#### GIVEN PASSAGE

Considering the heavyweights (Jeff Goodby, Stan Freburg, Jay Conrad) who put it together in 1986, The Book Of Gossage couldn't be anything less than a landmark.

Living in a totally different era, it is difficult to decide whether Howard Luck Gossage, called the 'Socrates of San Francisco', was advertising's enfant terrible or it's greatest defender. Indeed he said some earth-shattering things, that would make Ogilvy's Confessions of An Ad Man, looks like a children's fable. He called Copywriters "very strange people who have only reached copywriting after eliminating every other means of making a living through writing". He is observations were so well put that it made the industry take a good look at what business it was really in.

There is too much of advertising, he complains. "If you have something pertinent to say, you neither have to say it to very many people --only to those who you think will be interested--nor do you have to say it very often. How many times do you have to be told that your house is on fire?" Gossage compares advertising to, God forbid, fertilizer!. It's a disturbing metaphor. There is only so much fertilizer one ought to use, he observes, but people tend to lay it on so think, that it begins to obliterate the crop it was supposed to nurture. At which point it starts to attract flies, the neighbours complain and the stench is unbearable! The whole point of all this is attack the commission-based business model, and move to a fee-based model. That way, he observes, ad campaigns will be based not on how much the client can spend, but on the problem that needs to be solved.

As an insider, Howard Gossage has to be taken seriously. He did write long copy, especially the one (immortalized in Ogilvy On Advertising) headlined: "SHOULD WE ALSO FLOOD THE SISTINE CHAPEL SO THAT TOURISTS CAN GET NEARER THE CEILING?" for the Sierra Club.

########

● WHAT YOU ARE ASKED TO DO:
Reproduce the part of the review of The Book of Gossage starting at "Considering the heavyweights" and ending at "than a landmark.".

#### SUPPLIED DATA

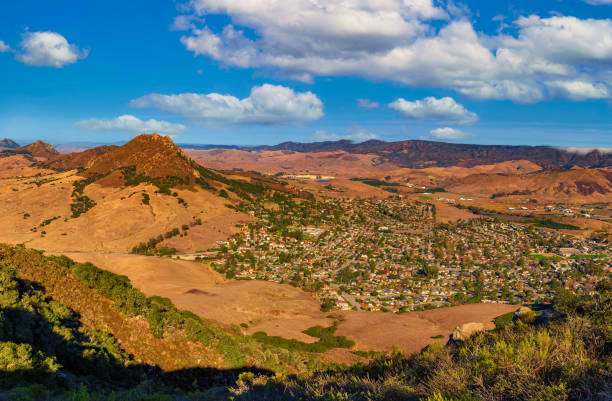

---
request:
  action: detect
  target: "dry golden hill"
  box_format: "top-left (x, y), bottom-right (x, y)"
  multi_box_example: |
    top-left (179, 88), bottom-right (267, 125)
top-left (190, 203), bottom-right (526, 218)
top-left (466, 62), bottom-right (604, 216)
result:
top-left (447, 169), bottom-right (612, 202)
top-left (15, 141), bottom-right (59, 159)
top-left (0, 138), bottom-right (19, 150)
top-left (86, 134), bottom-right (199, 183)
top-left (0, 135), bottom-right (308, 253)
top-left (41, 146), bottom-right (117, 170)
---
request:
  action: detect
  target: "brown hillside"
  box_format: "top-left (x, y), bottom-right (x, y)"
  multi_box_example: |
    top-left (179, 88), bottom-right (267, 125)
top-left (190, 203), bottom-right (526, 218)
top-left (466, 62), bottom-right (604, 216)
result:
top-left (0, 138), bottom-right (19, 150)
top-left (87, 134), bottom-right (199, 181)
top-left (42, 146), bottom-right (117, 170)
top-left (15, 140), bottom-right (59, 159)
top-left (447, 169), bottom-right (612, 202)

########

● WRITTEN SOLUTION:
Considering the heavyweights (Jeff Goodby, Stan Freburg, Jay Conrad) who put it together in 1986, The Book Of Gossage couldn't be anything less than a landmark.